*Task*:
Please revise the material below by replacing "point localization" with "dot placement" and leaving everything else unchanged.

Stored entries
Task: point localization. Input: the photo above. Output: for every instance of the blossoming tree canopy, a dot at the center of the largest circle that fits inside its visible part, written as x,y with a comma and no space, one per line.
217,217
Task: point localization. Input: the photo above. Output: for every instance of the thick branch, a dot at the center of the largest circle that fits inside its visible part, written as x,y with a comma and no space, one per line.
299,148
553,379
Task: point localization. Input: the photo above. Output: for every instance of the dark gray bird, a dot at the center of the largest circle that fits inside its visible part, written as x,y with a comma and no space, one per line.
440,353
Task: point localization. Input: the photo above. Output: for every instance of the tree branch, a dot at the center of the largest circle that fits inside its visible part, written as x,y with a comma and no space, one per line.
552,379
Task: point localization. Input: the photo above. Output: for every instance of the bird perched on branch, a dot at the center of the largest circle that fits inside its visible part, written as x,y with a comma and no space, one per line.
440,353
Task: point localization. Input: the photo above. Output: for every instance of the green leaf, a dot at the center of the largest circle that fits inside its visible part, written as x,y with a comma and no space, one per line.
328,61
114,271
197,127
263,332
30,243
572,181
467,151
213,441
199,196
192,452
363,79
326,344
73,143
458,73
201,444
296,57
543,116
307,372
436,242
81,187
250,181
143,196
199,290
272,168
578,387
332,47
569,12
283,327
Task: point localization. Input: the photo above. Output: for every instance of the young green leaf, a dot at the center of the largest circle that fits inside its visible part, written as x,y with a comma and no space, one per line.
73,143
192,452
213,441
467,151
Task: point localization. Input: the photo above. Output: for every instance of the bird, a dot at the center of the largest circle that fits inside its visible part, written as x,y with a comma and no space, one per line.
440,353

*Finished exercise*:
Task: dot placement. Input: the photo above. Output: for every instance of the blossoming tree canopy, a dot at the center of the largest circle that fits inside its visible part, written as x,y with a comma and no space, one per line.
217,217
Task: dot placement. Input: the photo above. Output: for every instance of the thick branch, a dot at the center of the largest circle that fits inside its visible part, written as x,y with a comma and no space, one per line.
299,148
553,379
Task: dot placement. Input: the photo above. Output: for every instance of the dark gray bird, a dot at the center of the largest circle that fits inside its visible part, written as x,y with a comma and no space, one per line.
440,353
Task: dot placement. Input: the photo above. Output: for every instance of the tree branch, a dot at the center of the largest circle that fits inside its visible part, written as x,y with a comma and no space, one per line.
552,379
Task: dot placement. Input: the photo above. Output: for every instance of the bird perched on branch, a dot at the center of the largest circle that fits inside its visible part, written as x,y with a comma and no space, one per line.
440,353
Task: dot placement. Input: the photo above. Output: for every instance of the green leaf, a dot at the center of the largest circle that fits inside its visible part, written as x,y with a comma and no space, one per line.
328,61
114,271
197,127
263,332
30,243
572,181
467,151
213,441
199,196
192,452
363,79
326,344
73,143
458,73
201,444
296,57
543,116
307,372
436,242
81,187
250,181
143,196
199,290
272,168
578,387
332,47
569,12
283,327
Task: dot placement. Input: the photo above. Output: for every instance of the young green leaf, a dot at the center of the largest circle that fits inside its visible part, written as x,y with a comma and no space, one per line.
73,143
192,452
213,441
467,151
Task: dot placement. Input: the photo above. Output: for every instance of the bird, a dot at the center of the largest circle that fits inside its visible part, written as x,y with a comma and no space, one per line.
440,353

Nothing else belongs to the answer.